-- begin Source extract --
SHI-Labs / Matting-Anything

Matting Anything Model (MAM), an efficient and versatile framework for estimating the alpha matte of any instance in an image with flexible and interactive visual or linguistic user prompt guidance.
https://arxiv.org/abs/2306.05399
MIT License
615 stars 49 forks source link

Inference on own image trimap pair #21

Open heorhiikalaichev opened 1 year ago

heorhiikalaichev commented 1 year ago

Hi!

Thank's for you work! Could you share script which will process input of single image and trimap?

antithing commented 1 year ago

+1

Inkyl commented 2 months ago

Hi!

Thank's for you work! Could you share script which will process input of single image and trimap?

I have the same question. Do you know how to do this?

PeterVennerstrom commented 1 week ago
from typing import Optional

import cv2
import numpy as np
import toml
import torch
from segment_anything.utils.transforms import ResizeLongestSide
from torch.nn import functional as F

import networks
import utils
from utils import CONFIG

def prep_sample(image_path: str, bbox: list, side: Optional[int] = 1024) -> dict:
    """Loads image and bounding box with transformations

    bbox (list(int)): [xmin, ymin, xmax, ymax]
    side (int): default setting for SAM inference space
    """
    bbox = np.array(bbox)

    transform = ResizeLongestSide(side)

    image = cv2.imread(image_path)
    image = cv2.cvtColor(image, cv2.COLOR_BGR2RGB)
    original_size = image.shape[:2]

    image = transform.apply_image(image)
    image = torch.as_tensor(image).cuda()
    image = image.permute(2, 0, 1).contiguous()
    bbox = transform.apply_boxes(bbox, original_size)
    bbox = torch.as_tensor(bbox, dtype=torch.float).cuda()

    pixel_mean = torch.tensor([123.675, 116.28, 103.53]).view(3, 1, 1).cuda()
    pixel_std = torch.tensor([58.395, 57.12, 57.375]).view(3, 1, 1).cuda()
-- end Source extract --
Exercises to complete
1. According to the header of the Matting Anything thread, what license does the repository carry?
2. In the listing, begin at the line that has "Highlight straw hat." and stop after the last line of the listing, and give those lines again, requests included. Multiply every bounding-box coordinate in the answers by 2.6, round to whole numbers with halves going up, and leave the pictures out.
-- begin Data excerpts --
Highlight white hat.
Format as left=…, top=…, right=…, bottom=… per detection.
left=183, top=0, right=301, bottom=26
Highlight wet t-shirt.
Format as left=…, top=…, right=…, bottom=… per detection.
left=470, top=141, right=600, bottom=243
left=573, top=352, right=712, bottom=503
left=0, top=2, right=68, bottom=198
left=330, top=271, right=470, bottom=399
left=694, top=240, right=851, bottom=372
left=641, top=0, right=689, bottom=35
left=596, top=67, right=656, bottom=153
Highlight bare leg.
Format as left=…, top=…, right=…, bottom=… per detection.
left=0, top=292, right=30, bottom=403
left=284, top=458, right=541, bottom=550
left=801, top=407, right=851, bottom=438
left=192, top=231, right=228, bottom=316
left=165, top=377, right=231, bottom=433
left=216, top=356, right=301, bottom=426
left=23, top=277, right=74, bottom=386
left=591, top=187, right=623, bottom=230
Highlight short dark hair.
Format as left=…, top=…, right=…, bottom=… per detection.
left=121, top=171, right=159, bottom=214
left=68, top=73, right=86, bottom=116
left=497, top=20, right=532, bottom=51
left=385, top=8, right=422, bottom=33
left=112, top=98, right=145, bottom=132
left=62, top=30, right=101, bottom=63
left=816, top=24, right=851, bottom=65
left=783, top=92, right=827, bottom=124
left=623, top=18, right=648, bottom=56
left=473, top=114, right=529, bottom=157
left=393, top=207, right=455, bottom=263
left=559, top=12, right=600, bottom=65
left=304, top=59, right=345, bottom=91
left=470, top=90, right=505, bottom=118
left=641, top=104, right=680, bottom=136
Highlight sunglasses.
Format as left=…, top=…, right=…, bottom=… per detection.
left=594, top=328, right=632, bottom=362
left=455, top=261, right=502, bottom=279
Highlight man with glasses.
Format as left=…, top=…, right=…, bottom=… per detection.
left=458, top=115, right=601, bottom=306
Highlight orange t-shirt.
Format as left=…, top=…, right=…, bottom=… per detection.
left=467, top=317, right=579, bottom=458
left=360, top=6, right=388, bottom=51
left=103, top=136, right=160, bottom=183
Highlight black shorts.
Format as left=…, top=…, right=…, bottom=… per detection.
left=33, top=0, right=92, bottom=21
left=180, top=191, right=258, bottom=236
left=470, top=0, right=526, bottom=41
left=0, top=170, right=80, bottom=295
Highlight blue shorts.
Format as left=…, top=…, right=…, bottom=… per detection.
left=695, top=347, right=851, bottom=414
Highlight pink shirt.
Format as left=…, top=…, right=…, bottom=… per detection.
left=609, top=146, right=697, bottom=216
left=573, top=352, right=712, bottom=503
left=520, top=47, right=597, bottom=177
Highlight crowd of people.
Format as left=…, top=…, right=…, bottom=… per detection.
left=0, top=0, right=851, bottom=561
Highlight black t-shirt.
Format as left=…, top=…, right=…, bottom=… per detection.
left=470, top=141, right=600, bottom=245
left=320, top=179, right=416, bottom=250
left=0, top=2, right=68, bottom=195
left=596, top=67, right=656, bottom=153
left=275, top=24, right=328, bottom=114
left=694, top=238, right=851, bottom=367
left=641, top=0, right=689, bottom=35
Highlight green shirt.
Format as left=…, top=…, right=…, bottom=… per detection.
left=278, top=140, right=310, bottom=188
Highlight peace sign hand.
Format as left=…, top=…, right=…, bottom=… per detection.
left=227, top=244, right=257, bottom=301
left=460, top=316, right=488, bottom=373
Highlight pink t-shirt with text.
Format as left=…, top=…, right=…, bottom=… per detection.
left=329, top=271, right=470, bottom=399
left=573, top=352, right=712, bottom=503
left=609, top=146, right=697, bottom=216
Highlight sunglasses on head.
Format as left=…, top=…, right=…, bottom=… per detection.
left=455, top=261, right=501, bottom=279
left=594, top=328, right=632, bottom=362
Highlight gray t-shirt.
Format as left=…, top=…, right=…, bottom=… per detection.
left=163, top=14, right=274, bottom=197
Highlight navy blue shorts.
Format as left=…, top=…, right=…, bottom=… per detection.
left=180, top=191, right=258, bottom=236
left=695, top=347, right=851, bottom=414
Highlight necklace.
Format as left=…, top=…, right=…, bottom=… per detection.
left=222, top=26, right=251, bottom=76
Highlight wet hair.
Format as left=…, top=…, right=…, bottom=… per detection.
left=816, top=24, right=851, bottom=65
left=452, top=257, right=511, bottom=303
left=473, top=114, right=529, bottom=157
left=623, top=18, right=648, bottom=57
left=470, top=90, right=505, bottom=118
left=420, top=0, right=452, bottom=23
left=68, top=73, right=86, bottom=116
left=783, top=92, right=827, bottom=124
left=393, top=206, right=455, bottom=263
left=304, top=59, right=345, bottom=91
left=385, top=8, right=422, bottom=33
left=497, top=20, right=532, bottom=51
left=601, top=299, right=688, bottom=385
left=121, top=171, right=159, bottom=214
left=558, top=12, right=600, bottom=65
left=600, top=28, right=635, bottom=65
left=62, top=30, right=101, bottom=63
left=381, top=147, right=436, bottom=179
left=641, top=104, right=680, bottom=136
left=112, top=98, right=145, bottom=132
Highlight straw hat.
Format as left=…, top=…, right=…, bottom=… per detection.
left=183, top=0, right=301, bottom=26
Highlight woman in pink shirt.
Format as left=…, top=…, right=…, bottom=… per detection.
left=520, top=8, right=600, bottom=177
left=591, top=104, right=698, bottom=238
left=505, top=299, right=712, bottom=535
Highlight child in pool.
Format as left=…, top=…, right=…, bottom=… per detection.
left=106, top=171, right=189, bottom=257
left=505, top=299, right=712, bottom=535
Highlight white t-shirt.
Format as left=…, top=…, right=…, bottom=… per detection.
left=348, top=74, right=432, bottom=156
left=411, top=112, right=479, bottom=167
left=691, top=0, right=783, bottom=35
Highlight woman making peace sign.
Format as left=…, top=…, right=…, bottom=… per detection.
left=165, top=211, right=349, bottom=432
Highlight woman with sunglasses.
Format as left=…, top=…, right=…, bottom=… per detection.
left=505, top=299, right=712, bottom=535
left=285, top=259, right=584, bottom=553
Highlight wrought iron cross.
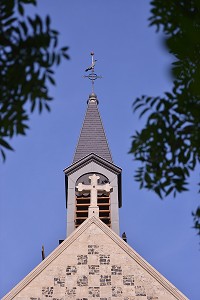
-- end Data excerpts --
Responses in order
1. MIT License

2.
Highlight straw hat.
Format as left=…, top=…, right=…, bottom=… per detection.
left=476, top=0, right=783, bottom=68
Highlight woman in pink shirt.
Format as left=…, top=…, right=…, bottom=… per detection.
left=1352, top=21, right=1560, bottom=460
left=1537, top=270, right=1815, bottom=619
left=1313, top=777, right=1851, bottom=1391
Highlight child in pool.
Format as left=…, top=…, right=…, bottom=… per detection.
left=276, top=445, right=491, bottom=668
left=1313, top=777, right=1851, bottom=1391
Highlight white t-shirt.
Format as left=…, top=…, right=…, bottom=… per detection.
left=905, top=192, right=1123, bottom=406
left=1069, top=291, right=1245, bottom=434
left=1797, top=0, right=2036, bottom=91
Highlight woman making peace sign.
Format as left=…, top=…, right=…, bottom=… per detection.
left=429, top=549, right=907, bottom=1123
Highlight woman with sunglasses.
Format as left=…, top=…, right=…, bottom=… per detection.
left=1313, top=777, right=1851, bottom=1391
left=741, top=673, right=1518, bottom=1438
Highlight wrought iron cross.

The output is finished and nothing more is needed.